▶ **WHAT YOU ARE ASKED TO DO**
Please repeat the whole listing exactly, but leave the pictures out.

★ ★ ★

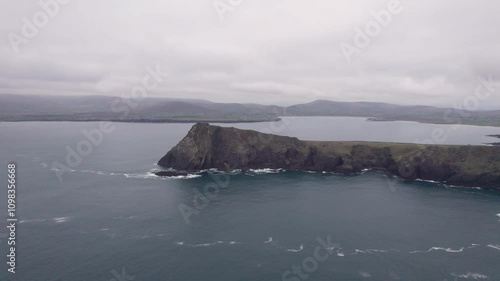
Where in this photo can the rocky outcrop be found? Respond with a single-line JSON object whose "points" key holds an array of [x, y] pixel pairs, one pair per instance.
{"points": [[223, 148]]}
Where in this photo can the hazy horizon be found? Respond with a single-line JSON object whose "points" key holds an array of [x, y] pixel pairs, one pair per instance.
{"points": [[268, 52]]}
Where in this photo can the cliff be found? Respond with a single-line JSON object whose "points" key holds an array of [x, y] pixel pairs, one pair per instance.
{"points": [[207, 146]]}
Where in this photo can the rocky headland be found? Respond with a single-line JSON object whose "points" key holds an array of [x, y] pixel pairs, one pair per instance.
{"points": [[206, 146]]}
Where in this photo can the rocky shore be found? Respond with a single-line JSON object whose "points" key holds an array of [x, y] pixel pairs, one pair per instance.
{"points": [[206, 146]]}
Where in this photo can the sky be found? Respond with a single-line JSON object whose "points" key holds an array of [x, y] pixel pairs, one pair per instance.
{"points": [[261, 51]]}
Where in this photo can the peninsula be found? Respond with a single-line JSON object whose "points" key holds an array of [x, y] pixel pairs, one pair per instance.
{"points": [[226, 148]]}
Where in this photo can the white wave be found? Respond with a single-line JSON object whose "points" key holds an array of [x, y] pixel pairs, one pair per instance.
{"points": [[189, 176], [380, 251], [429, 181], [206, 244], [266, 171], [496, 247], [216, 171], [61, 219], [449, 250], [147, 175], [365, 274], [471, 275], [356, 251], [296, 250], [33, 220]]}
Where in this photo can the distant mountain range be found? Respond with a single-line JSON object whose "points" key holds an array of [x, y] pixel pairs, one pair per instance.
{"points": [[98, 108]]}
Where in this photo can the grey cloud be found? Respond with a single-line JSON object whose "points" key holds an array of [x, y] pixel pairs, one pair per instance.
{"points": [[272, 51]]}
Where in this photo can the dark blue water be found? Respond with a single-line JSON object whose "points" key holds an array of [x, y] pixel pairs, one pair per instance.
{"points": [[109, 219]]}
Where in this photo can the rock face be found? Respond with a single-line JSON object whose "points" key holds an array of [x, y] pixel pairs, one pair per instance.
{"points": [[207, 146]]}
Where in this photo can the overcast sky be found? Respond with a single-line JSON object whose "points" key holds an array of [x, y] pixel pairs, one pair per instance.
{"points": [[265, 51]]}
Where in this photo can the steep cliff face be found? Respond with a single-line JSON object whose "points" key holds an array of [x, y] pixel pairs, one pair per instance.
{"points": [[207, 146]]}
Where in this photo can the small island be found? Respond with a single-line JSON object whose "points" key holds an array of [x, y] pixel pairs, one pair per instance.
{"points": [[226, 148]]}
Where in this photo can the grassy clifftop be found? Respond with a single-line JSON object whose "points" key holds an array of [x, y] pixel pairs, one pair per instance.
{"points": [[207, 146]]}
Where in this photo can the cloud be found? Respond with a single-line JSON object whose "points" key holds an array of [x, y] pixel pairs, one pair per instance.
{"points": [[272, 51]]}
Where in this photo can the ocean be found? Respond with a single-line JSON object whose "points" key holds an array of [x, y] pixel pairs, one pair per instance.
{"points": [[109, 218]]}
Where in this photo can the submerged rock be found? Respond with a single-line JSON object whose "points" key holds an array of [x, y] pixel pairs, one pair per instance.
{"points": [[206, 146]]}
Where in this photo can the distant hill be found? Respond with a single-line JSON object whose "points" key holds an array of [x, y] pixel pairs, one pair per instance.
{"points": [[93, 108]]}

★ ★ ★

▶ **EXERCISE ANSWER**
Where in this photo can the rocky outcrop be found? Respond with a single-line JSON object whose "points" key holds an array of [x, y] pixel pairs, one pair per instance.
{"points": [[223, 148]]}
Where in this photo can the hazy horizon be found? Respond with a single-line JSON object whose "points" key holds an array of [x, y] pixel pairs, one pair per instance.
{"points": [[268, 52]]}
Where in this photo can the cliff be found? Respond with a single-line JSON object whose "points" key holds an array of [x, y] pixel pairs, one pair per instance.
{"points": [[207, 146]]}
Where in this photo can the rocky headland be found? Respond with a single-line JSON object whose "points" key holds an array of [x, y] pixel pairs, one pair per instance.
{"points": [[206, 146]]}
Where in this photo can the rocky shore be found? Respond with a single-line JSON object whose "points" key holds an array of [x, y] pixel pairs, one pair per instance.
{"points": [[206, 146]]}
Where in this photo can the sky be found? Respond with a single-line JSON object whose "points" key holds an array of [x, y] pixel pairs, one pair per instance.
{"points": [[261, 51]]}
Where in this photo can the peninsula be found? Respond with a single-line JSON object whose "points" key holds an array of [x, y] pixel pairs, one pair per instance.
{"points": [[226, 148]]}
Where in this photo can the white wave be found? Respond with a single-line JSON object whose "points" key holds an array of [x, y] pixel pairs, one pair per instance.
{"points": [[189, 176], [380, 251], [429, 181], [206, 244], [266, 171], [496, 247], [216, 171], [61, 219], [449, 250], [147, 175], [365, 274], [471, 275], [356, 251], [296, 250], [33, 220]]}
Where in this photo can the distant mountain range be found? Respond with a single-line JSON object whose "points" key holds an array of [x, y] pixel pairs, one pair per instance.
{"points": [[98, 108]]}
Where in this photo can the grey cloud be found? Respond with a single-line JSON object whose "points" key holds an array of [x, y] pixel pairs, one pair per instance.
{"points": [[272, 51]]}
Where in this photo can the dark blue water be found? Respond with a single-line JSON object whose "points" key holds an array of [x, y] pixel pairs, one pair per instance.
{"points": [[109, 219]]}
Where in this photo can the rock face be found? Respond with a single-line JSON object whose "points" key holds an array of [x, y] pixel pairs, one pair per instance.
{"points": [[207, 146]]}
Where in this photo can the overcast sky be found? Respond with a single-line JSON object whose "points" key holds an array of [x, y] pixel pairs, one pair per instance.
{"points": [[265, 51]]}
Where in this photo can the steep cliff face be found? Respond with a single-line JSON object whose "points" key holds an array of [x, y] pixel pairs, one pair per instance.
{"points": [[207, 146]]}
Where in this photo can the small island be found? Respond with a single-line JSON object whose "points" key holds an array of [x, y] pixel pairs, one pair per instance.
{"points": [[226, 148]]}
Where in this photo can the grassy clifftop be found? Respond with a single-line JSON object whose "points" key holds an array of [x, y] pixel pairs, one pair per instance.
{"points": [[207, 146]]}
Where in this photo can the cloud be found? Respond with a single-line JSON object whose "points" key holds an array of [x, y] pixel pairs, one pair per instance.
{"points": [[272, 51]]}
Where in this photo can the ocean be found? Respond with a single-line JSON object whose "points" key holds an array of [x, y] pixel pairs, one pair per instance.
{"points": [[109, 218]]}
Where in this photo can the submerged rock be found? Respond with a single-line JSON object whose "points" key holds an array of [x, y] pixel pairs, one pair per instance.
{"points": [[206, 146]]}
Where in this photo can the distant hill be found? Respond with a single-line JSON object whose "points" key holds an array of [x, y] pixel pairs, one pair per instance.
{"points": [[93, 108]]}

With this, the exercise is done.